ACTIVITY
In the listing below, identify each line with the word "frame" and return those lines.

INPUT MATERIAL

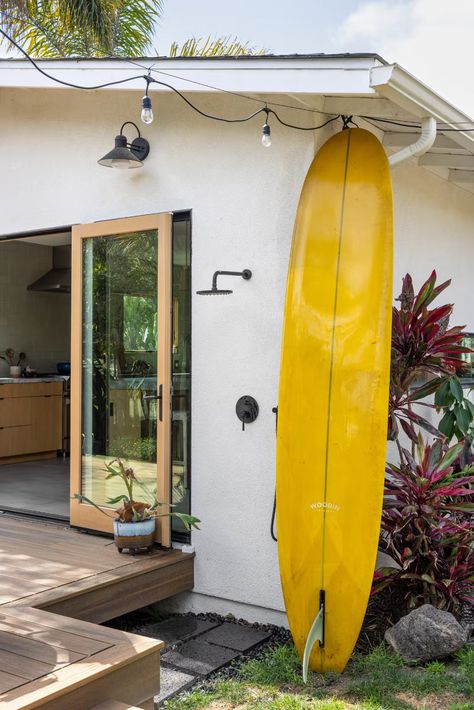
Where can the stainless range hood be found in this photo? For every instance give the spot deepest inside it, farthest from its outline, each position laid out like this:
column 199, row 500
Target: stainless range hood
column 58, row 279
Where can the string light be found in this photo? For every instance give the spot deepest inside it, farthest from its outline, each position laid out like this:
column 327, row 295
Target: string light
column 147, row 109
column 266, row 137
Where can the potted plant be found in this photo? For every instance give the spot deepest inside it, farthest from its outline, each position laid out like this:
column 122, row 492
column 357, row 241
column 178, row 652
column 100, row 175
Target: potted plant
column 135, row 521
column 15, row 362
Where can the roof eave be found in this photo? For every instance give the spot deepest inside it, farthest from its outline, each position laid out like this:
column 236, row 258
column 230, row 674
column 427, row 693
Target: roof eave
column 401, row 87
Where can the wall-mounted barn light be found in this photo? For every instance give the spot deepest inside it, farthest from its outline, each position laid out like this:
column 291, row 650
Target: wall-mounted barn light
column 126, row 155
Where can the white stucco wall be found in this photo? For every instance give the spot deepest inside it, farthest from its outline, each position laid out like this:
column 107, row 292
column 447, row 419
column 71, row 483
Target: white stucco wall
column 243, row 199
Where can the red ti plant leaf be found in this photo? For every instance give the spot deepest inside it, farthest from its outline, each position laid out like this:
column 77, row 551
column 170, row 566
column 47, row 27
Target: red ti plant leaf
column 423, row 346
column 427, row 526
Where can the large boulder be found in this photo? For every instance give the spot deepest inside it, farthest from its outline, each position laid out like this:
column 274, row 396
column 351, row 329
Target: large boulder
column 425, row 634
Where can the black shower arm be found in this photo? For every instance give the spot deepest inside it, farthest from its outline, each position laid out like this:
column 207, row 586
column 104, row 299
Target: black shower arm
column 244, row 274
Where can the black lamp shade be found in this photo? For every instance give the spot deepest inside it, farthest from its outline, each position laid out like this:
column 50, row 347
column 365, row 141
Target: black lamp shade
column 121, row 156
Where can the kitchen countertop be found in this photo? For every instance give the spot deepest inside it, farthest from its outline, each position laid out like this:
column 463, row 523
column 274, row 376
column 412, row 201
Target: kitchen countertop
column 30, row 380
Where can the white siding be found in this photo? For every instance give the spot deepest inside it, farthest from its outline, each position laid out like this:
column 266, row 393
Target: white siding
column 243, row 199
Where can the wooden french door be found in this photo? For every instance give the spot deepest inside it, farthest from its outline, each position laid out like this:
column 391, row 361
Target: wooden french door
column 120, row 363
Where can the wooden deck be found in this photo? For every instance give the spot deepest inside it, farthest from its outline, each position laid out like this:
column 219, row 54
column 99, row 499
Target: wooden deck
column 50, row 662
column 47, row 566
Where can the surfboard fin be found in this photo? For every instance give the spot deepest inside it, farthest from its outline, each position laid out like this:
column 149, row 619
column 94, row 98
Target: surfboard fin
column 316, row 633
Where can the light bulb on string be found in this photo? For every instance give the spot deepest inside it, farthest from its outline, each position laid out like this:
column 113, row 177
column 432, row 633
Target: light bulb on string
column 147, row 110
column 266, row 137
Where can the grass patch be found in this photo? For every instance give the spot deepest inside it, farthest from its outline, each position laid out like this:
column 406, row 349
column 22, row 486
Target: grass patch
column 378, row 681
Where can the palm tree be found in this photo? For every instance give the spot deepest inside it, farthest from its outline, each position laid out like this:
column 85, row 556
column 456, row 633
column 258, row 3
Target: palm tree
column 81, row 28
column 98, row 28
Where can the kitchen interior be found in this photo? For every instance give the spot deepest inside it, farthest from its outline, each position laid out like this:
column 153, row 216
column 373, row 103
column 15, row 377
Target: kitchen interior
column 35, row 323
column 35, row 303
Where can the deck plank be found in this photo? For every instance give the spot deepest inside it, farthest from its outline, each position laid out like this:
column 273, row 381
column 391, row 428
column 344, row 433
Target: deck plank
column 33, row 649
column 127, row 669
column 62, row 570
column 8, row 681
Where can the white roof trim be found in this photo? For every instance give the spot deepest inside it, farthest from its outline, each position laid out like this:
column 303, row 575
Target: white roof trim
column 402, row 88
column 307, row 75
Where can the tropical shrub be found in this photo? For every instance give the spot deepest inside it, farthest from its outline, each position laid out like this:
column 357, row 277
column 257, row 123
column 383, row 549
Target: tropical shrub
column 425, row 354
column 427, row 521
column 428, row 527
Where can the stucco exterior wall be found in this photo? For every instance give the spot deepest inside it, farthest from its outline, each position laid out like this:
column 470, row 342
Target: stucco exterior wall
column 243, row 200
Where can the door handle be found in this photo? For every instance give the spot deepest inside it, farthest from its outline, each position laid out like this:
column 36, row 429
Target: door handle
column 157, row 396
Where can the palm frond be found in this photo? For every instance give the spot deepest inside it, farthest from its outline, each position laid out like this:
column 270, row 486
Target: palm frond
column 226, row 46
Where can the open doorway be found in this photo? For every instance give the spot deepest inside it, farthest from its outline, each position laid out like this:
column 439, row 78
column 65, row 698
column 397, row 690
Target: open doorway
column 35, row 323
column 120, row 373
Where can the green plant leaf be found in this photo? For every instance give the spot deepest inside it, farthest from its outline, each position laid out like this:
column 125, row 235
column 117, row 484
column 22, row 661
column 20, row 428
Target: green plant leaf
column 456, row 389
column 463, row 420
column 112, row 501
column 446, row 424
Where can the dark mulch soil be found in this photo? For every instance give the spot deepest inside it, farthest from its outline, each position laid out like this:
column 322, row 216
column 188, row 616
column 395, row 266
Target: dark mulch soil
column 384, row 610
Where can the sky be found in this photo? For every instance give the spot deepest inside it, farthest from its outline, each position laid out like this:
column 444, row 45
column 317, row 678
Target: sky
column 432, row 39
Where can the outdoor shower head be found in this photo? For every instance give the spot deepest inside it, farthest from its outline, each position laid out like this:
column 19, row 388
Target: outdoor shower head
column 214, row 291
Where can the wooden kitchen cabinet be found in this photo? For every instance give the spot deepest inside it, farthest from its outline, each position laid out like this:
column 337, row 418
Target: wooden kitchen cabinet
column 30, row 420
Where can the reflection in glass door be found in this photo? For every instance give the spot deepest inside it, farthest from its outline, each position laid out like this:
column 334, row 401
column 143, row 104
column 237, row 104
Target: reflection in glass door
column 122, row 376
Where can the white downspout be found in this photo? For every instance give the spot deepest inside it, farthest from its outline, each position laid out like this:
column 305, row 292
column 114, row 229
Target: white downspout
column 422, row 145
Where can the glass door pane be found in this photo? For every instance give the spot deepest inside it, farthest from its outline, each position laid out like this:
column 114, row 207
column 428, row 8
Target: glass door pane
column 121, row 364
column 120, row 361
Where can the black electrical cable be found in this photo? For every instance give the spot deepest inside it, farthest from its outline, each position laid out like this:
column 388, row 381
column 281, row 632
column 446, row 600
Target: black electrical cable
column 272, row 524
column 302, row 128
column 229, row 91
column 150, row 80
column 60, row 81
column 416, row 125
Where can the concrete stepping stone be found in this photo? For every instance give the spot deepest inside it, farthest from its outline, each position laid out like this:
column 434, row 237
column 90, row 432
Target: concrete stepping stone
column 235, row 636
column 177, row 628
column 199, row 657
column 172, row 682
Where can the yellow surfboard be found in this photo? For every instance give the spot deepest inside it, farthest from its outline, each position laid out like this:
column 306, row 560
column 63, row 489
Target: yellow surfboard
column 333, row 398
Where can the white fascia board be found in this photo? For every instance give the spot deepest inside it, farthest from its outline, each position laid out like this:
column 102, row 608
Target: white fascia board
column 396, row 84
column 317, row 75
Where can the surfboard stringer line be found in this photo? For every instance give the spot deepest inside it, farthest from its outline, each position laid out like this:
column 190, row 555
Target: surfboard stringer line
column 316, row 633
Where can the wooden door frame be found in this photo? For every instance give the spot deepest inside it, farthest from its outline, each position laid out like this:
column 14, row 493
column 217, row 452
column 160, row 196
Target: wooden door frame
* * *
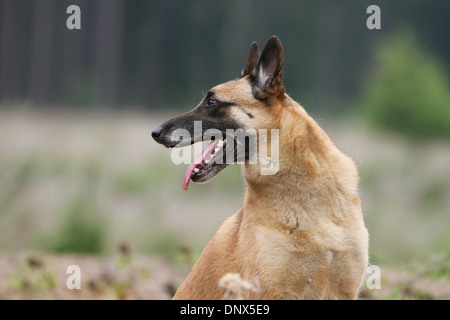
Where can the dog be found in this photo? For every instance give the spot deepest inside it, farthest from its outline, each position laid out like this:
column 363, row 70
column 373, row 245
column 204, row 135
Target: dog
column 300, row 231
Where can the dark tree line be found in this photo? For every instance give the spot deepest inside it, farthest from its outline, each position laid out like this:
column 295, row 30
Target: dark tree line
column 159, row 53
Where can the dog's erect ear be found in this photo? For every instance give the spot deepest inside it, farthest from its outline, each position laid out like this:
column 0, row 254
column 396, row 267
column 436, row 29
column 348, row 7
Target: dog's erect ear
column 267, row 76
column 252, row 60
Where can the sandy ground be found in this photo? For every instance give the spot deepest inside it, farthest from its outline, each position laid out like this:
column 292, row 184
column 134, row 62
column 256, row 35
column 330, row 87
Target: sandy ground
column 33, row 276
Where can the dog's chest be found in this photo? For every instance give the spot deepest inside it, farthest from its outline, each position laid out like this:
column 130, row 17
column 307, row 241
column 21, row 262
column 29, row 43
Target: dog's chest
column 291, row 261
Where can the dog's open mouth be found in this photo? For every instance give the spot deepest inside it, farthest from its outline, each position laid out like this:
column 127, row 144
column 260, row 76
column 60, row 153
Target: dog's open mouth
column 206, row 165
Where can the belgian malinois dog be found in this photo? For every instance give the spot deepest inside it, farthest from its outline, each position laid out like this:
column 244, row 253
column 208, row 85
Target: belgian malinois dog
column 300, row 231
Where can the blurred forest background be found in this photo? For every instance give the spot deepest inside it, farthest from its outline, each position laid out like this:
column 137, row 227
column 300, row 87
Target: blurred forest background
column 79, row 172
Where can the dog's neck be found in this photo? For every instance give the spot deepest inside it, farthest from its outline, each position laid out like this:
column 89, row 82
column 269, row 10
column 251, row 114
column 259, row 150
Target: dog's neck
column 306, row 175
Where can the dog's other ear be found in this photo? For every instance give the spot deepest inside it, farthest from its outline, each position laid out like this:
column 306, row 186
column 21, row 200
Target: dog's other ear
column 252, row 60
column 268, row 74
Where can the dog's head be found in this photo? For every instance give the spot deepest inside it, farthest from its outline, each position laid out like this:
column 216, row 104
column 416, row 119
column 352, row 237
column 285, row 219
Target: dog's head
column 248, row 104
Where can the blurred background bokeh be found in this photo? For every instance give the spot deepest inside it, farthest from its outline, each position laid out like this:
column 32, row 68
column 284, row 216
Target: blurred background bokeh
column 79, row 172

TASK ANSWER
Where can the wooden door frame be found in this photo? For every instance give the spot deepest inside it, farthest from its outline, each position laid out like this:
Target: wooden door frame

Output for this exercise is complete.